- _BRANO ESTRATTO_:
Ciò a cui il corpo non è stato preparato è la sovrabbondanza di cibo che caratterizza le società occidentali.
Gli psicologi classificano chi mangia in due gruppi, coloro che si affidano alla loro fame e coloro che tentano di controllare ciò che mangiano affidandosi alla forza di volontà e a regole rigide (comportamento utilizzato da coloro che si mettono a dieta). Potremmo definirli ‘mangiatori intuitivi’ i primi e ‘mangiatori controllati‘ i secondi. I mangiatori intuitivi hanno meno problemi legati all’alimentazione, hanno meno probabilità di essere in sovrappeso e si preoccupano meno del peso e della dieta. I mangiatori controllati’, invece, sono più vulnerabili alle abbuffate in risposta a stimoli visivi legai al cibo, alle emozioni (la cosiddetta ‘fame emotiva’), al sovrappeso,inoltre una piccola indulgenza, come mangiare due biscotti è più facile che porti ad un’abbuffata di cibo in questi soggetti. Questo ciclo di diete e abbuffate non solo è responsabile nel lungo periodo di un aumento di peso, ma può predire anche l’insorgenza dei disturbi alimentari, soprattutto in adolescenza. Le diete non sono molto affidabili; 5 anni dopo una dieta, la maggior parte delle persone ha riguadagnato il peso e il 40% di loro ne ha guadagnato anche di più. Con molta probabilità l’effetto della dieta nel lungo periodo è quello di farci prendere peso piuttosto che perderlo. Quindi che cosa fare?

- _COMPITO DA SVOLGERE_:
Rispondi, per favore, a queste domande sul brano sull'alimentazione:
(a) In quali due gruppi gli psicologi classificano chi mangia?
(b) Cinque anni dopo una dieta, quale percentuale delle persone che hanno riguadagnato il peso ne ha preso anche di più?
(c) In quale età il ciclo di diete e abbuffate può predire soprattutto l'insorgenza dei disturbi alimentari?

(Voci memorizzate)
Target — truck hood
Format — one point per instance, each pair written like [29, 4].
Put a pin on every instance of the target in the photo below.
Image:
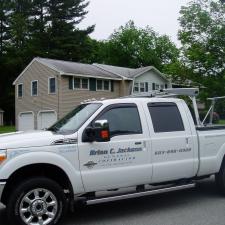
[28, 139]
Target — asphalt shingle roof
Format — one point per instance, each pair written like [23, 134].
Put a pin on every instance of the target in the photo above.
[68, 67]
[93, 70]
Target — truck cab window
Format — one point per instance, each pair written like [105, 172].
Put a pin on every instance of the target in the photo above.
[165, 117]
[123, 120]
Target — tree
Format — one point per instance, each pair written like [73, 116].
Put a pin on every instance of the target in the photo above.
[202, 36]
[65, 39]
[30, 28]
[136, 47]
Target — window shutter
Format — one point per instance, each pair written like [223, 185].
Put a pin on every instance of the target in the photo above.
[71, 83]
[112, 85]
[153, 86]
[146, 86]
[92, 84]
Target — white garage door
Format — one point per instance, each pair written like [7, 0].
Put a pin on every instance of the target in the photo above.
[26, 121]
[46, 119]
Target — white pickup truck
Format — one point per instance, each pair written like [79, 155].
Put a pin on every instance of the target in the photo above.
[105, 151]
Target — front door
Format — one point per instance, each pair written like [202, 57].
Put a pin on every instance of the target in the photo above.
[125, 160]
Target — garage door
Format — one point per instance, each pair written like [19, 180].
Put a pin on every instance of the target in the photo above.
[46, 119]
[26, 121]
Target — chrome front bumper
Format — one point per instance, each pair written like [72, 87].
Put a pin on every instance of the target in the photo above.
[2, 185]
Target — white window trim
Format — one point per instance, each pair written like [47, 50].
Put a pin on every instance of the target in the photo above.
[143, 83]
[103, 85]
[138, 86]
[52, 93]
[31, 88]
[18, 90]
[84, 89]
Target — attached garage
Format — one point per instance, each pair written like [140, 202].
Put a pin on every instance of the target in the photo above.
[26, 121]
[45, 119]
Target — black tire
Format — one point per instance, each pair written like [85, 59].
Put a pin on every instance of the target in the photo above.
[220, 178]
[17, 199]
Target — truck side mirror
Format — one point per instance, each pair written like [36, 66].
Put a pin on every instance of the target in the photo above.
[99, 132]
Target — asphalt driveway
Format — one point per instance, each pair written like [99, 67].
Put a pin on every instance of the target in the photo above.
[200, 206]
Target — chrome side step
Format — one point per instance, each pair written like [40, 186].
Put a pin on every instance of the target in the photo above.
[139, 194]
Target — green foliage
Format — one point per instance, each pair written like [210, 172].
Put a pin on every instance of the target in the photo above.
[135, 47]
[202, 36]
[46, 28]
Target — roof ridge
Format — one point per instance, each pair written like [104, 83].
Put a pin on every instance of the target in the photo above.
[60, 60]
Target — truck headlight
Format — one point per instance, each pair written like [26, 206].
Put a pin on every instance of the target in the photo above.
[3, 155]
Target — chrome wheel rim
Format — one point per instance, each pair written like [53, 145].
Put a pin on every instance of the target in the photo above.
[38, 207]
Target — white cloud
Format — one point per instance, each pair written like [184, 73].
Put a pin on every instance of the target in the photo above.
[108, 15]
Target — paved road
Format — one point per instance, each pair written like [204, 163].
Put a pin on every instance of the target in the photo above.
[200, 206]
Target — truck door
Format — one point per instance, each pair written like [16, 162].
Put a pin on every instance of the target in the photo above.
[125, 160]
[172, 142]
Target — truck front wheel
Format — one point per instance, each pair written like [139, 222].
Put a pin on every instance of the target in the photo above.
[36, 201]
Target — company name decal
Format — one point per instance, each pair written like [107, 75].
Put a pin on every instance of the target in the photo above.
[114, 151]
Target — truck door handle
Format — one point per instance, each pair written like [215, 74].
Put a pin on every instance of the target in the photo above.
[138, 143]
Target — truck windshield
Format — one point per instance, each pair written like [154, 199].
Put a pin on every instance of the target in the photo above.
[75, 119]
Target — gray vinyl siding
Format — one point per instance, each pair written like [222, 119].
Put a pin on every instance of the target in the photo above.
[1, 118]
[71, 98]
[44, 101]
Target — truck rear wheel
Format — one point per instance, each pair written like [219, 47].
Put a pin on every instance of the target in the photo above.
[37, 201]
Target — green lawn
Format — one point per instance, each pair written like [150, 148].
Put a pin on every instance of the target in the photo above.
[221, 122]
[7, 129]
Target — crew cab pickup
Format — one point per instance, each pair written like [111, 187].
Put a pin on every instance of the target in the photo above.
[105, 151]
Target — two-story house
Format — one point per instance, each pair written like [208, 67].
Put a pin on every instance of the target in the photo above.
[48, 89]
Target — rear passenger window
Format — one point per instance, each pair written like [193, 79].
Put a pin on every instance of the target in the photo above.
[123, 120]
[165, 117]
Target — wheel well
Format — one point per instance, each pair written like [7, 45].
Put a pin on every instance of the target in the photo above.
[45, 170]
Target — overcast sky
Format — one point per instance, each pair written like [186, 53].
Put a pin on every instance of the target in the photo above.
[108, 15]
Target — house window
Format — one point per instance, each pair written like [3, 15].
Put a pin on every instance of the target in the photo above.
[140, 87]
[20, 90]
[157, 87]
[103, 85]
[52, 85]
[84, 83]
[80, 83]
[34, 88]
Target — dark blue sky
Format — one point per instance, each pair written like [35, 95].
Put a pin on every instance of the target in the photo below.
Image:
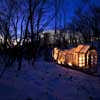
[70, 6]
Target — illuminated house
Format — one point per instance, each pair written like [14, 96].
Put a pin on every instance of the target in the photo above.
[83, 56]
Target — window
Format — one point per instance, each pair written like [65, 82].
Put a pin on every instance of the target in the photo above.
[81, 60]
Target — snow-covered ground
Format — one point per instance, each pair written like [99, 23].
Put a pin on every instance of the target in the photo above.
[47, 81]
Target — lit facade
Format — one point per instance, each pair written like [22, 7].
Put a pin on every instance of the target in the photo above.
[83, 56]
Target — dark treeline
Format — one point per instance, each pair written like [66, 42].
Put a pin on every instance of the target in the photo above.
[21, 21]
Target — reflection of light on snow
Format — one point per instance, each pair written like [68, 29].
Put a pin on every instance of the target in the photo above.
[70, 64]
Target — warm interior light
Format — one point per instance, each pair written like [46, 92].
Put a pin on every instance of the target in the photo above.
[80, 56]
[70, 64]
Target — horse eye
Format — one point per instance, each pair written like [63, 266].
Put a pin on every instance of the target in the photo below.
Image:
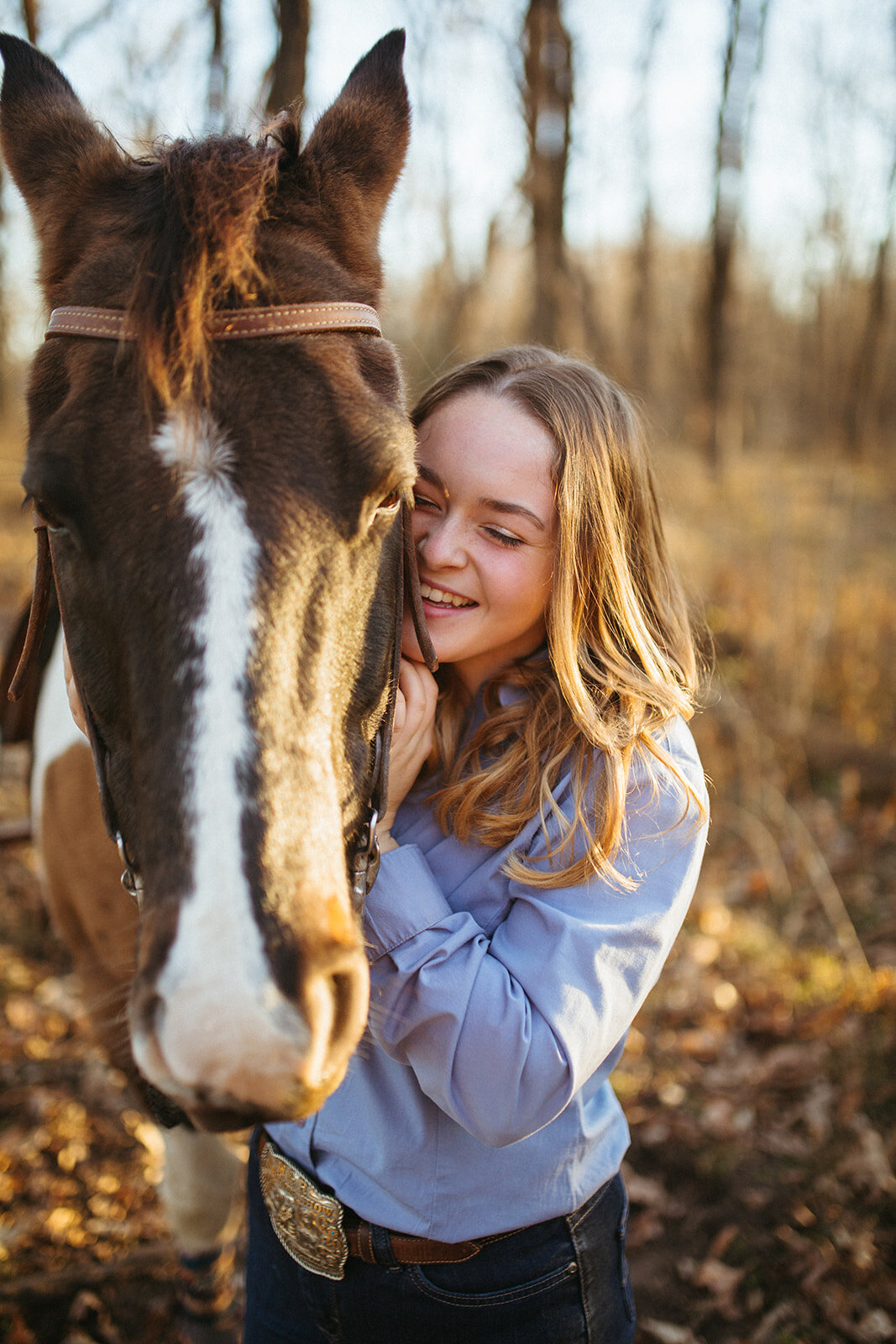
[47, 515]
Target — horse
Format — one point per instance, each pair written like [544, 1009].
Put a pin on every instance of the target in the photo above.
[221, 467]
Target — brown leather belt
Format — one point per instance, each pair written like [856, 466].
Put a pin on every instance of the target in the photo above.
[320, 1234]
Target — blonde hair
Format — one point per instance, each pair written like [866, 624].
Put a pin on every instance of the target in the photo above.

- _RISPOSTA AL COMPITO_:
(a) Coloro che si affidano alla loro fame e coloro che tentano di controllare ciò che mangiano affidandosi alla forza di volontà e a regole rigide.
(b) Il 40%.
(c) In adolescenza.